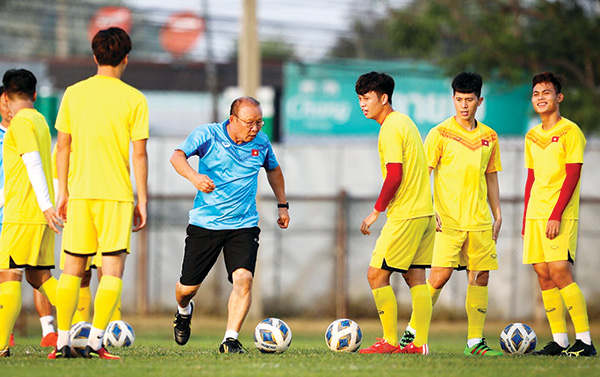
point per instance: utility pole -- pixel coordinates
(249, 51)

* * *

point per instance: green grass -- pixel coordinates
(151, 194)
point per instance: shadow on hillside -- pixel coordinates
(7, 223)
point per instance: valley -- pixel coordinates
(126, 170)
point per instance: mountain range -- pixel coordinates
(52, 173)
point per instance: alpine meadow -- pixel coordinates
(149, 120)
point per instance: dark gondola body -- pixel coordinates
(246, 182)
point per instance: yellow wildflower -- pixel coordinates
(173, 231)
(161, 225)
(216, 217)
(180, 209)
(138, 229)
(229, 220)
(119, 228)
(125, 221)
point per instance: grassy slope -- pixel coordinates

**Problem description:** Copy everything from the line containing "point per instance: shadow" down to the line containing "point per instance: grassy", with "pixel coordinates" changed to "image coordinates" and nothing else altered. Return only those lines.

**Finished task:**
point per instance: shadow on hillside -- image coordinates
(7, 223)
point per instance: valley -- image coordinates
(126, 170)
point per instance: mountain range -- image coordinates
(52, 173)
point per instance: alpine meadow -- image coordinates
(149, 120)
point per instance: dark gondola body -- image coordinates
(246, 182)
point per instance: yellow wildflower -- image coordinates
(173, 231)
(161, 225)
(216, 217)
(180, 209)
(138, 229)
(229, 220)
(119, 228)
(125, 221)
point per instance: grassy slope -- image coordinates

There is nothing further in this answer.